## START Source records

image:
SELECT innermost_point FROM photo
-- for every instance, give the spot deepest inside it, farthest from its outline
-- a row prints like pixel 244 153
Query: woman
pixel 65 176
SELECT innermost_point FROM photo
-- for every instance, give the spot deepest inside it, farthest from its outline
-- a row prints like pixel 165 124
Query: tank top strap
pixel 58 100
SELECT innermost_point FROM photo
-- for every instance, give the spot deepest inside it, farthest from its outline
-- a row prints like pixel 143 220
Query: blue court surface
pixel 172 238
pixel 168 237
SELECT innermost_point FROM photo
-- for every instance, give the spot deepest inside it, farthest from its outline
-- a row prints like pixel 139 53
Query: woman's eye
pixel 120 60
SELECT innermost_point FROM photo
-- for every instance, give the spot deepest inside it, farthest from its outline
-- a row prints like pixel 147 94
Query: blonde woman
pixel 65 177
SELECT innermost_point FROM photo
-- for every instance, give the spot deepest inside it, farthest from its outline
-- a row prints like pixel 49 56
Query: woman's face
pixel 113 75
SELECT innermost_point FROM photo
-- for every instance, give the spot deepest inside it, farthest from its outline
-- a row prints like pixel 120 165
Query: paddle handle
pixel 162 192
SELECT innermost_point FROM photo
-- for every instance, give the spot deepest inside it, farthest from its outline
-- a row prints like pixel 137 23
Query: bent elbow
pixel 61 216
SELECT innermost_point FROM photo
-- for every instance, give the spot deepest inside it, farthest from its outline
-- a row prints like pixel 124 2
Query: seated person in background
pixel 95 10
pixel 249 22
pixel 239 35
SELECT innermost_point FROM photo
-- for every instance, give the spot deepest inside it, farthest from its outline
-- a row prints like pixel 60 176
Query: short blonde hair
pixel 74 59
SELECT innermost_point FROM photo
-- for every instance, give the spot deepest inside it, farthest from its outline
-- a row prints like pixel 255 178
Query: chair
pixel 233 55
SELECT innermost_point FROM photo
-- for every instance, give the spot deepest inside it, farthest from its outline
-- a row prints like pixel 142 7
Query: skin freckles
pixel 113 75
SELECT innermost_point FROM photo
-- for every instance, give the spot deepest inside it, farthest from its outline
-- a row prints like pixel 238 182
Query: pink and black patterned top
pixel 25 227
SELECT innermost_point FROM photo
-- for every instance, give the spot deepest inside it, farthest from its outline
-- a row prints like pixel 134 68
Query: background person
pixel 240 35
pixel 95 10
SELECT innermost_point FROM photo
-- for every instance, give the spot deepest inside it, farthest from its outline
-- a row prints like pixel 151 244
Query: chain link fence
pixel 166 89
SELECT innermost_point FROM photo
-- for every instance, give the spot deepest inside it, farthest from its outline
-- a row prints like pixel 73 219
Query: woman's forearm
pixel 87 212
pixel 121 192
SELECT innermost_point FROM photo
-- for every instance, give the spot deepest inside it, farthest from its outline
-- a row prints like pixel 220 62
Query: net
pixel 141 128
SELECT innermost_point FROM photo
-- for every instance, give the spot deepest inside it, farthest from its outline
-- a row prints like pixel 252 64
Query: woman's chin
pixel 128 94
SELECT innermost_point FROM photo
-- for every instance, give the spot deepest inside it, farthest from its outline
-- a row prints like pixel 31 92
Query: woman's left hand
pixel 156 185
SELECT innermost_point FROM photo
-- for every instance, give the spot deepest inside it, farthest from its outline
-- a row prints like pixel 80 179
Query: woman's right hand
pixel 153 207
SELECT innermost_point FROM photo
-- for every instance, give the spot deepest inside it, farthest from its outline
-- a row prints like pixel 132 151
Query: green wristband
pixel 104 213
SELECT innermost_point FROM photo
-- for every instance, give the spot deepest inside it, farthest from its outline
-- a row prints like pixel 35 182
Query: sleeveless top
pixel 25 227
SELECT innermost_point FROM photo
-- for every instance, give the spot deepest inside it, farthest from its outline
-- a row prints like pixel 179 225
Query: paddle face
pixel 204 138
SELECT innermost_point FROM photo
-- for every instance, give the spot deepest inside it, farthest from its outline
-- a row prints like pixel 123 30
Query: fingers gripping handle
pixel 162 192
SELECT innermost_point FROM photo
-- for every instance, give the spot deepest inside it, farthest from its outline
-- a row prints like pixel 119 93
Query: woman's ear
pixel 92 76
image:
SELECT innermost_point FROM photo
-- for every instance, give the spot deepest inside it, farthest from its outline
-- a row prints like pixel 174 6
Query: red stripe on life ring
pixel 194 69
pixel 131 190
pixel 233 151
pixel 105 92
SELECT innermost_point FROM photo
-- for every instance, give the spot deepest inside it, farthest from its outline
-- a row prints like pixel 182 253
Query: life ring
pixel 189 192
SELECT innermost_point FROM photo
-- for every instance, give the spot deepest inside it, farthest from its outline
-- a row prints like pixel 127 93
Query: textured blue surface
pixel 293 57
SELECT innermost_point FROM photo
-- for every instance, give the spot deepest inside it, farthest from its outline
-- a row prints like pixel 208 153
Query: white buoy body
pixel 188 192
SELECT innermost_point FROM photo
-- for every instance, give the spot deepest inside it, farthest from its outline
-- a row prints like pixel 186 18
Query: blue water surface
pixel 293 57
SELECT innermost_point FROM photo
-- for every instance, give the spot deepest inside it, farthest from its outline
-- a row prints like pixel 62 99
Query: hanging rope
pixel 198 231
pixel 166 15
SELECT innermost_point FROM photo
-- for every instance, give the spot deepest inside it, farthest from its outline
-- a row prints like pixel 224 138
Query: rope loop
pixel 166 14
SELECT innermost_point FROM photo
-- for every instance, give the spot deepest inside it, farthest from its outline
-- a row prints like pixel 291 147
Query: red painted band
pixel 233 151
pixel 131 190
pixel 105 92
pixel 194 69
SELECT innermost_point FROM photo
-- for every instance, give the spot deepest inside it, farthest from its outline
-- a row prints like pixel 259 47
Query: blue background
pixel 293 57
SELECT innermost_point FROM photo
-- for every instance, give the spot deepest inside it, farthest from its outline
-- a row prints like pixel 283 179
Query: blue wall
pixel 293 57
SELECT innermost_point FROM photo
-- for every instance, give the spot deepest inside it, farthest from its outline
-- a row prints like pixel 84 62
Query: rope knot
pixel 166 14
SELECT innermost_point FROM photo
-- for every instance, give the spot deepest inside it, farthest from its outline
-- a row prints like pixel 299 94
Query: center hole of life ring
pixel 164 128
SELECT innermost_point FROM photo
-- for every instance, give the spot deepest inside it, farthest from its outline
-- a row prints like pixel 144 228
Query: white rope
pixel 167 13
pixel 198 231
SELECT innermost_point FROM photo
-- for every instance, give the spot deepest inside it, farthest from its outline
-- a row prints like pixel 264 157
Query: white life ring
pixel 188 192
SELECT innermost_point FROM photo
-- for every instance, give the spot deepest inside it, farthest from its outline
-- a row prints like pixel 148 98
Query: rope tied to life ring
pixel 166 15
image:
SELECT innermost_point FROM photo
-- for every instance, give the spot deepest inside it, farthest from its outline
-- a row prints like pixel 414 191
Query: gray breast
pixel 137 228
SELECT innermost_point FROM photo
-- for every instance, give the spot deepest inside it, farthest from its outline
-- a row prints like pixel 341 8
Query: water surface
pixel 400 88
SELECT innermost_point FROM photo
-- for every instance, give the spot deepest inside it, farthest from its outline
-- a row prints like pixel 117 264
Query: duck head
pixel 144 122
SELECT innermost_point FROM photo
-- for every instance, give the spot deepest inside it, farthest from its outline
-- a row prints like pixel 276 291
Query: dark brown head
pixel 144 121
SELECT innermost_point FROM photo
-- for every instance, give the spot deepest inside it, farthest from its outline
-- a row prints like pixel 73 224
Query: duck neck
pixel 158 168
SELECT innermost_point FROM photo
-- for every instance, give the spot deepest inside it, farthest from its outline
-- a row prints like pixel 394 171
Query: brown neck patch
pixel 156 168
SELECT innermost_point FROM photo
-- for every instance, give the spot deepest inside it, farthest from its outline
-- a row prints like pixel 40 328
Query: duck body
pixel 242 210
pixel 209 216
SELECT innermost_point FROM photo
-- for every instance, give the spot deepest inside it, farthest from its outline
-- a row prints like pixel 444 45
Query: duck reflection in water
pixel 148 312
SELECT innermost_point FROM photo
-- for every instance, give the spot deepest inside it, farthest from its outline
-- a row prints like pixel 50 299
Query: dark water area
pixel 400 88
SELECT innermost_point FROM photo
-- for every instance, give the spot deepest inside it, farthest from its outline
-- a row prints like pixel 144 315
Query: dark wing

## END Source records

# Directive
Can you write out the stretch of lines from the start through the line containing "pixel 120 60", changing "tank top" to "sleeveless shirt" and keeping everything else the same?

# The response
image:
SELECT innermost_point FROM photo
-- for every instance, give the spot deepest inside it, farthest from its outline
-- a row prints like pixel 244 153
Query: woman
pixel 65 176
SELECT innermost_point FROM photo
-- for every instance, give the spot deepest inside it, farthest from its outline
-- a row prints like pixel 165 124
Query: sleeveless shirt strap
pixel 58 100
SELECT innermost_point FROM photo
-- for every instance, give the spot deepest inside it, farthest from its outline
-- a row prints like pixel 143 220
Query: blue court surface
pixel 172 238
pixel 168 237
SELECT innermost_point FROM photo
-- for every instance, give the spot deepest inside it, farthest from its outline
-- a row prints like pixel 139 53
Query: woman's eye
pixel 120 60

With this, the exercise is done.